● Raw data:

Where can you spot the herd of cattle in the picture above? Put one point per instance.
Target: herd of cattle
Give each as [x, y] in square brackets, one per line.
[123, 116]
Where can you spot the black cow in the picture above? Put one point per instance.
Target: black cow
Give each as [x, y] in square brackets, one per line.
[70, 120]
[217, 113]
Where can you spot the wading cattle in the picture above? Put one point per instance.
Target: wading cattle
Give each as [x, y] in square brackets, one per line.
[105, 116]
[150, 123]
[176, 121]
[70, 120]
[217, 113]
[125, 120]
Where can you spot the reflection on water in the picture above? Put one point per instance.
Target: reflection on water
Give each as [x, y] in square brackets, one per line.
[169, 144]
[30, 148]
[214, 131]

...

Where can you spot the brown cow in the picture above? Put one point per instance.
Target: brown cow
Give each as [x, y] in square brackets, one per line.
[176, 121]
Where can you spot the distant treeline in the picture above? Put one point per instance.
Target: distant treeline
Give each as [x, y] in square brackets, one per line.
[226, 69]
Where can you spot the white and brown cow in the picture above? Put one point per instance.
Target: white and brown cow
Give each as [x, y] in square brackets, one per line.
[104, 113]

---

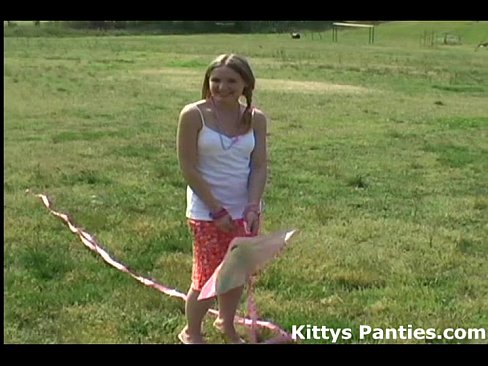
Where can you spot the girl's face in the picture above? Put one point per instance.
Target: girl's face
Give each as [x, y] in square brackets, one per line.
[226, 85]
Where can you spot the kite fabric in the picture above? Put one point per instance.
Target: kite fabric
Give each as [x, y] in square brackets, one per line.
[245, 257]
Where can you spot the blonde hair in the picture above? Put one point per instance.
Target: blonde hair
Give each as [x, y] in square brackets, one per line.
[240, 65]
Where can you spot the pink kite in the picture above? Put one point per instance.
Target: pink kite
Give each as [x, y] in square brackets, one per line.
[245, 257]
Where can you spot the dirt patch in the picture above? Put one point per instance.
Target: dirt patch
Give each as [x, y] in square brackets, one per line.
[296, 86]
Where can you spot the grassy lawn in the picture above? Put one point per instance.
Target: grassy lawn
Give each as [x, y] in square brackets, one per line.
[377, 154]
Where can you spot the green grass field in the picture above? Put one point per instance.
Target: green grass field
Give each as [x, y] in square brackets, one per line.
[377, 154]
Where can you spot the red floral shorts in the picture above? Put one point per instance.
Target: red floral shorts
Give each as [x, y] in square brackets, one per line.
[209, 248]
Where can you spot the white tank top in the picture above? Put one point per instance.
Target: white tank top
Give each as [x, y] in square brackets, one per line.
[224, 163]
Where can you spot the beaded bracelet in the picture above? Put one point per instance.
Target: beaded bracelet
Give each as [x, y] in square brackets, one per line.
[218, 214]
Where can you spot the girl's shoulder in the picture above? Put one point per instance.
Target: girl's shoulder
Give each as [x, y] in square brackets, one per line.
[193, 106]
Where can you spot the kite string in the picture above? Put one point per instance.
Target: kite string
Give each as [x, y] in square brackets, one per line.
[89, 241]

● Stated goal:
Show each line of the listing above that contains the word "dirt", copied word for word.

● The output:
Where can you spot the dirt patch in the picture above? Put one point per instance.
Target: dirt patch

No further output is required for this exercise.